*What the exercise asks:*
Once the pictures are set aside, print the records that follow exactly as written.
....................
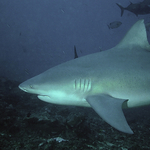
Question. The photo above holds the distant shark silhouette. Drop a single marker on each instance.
(107, 81)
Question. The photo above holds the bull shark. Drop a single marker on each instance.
(107, 81)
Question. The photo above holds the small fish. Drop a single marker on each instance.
(114, 24)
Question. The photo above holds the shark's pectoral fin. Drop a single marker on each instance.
(110, 109)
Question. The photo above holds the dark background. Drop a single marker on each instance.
(36, 35)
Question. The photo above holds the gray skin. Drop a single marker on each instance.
(106, 81)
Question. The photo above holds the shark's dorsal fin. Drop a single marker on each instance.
(135, 37)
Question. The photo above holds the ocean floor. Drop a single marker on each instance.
(26, 123)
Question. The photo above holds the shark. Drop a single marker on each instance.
(108, 81)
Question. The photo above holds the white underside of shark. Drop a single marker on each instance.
(106, 81)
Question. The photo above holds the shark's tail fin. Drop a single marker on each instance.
(122, 9)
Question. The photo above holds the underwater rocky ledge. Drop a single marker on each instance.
....................
*Result:*
Question. The photo above holds the distant shark silhouette. Drop a single marker on each instance.
(107, 81)
Question. The photo above holds the bull shark. Drop a single marker on each instance.
(107, 81)
Question. The photo above holds the small fish. Drop a single marker on each instance.
(114, 24)
Question. The photo above holds the shark's pectoral fin. Drop a single marker on each instance.
(110, 109)
Question. The photo above holds the dark background. Drop a single marker on each instance.
(36, 35)
Question. The photo above holds the gray skin. Drop a single marker on each instance.
(106, 81)
Question. The photo above holds the shark's dorsal fin. Drop a single marker on each instance.
(135, 37)
Question. The photo above holds the ocean floor. Drop a single marker on each instance.
(26, 123)
Question. The photo above holds the shark. Drop a single marker on each instance.
(108, 81)
Question. The photo above holds the white underside of shark. Drop a single marker on each instance.
(106, 81)
Question. The photo above holds the shark's tail fin. Drop a single marker on each instance.
(122, 9)
Question. The photo above holds the underwater rocky ledge. Drop a single marker on each instance.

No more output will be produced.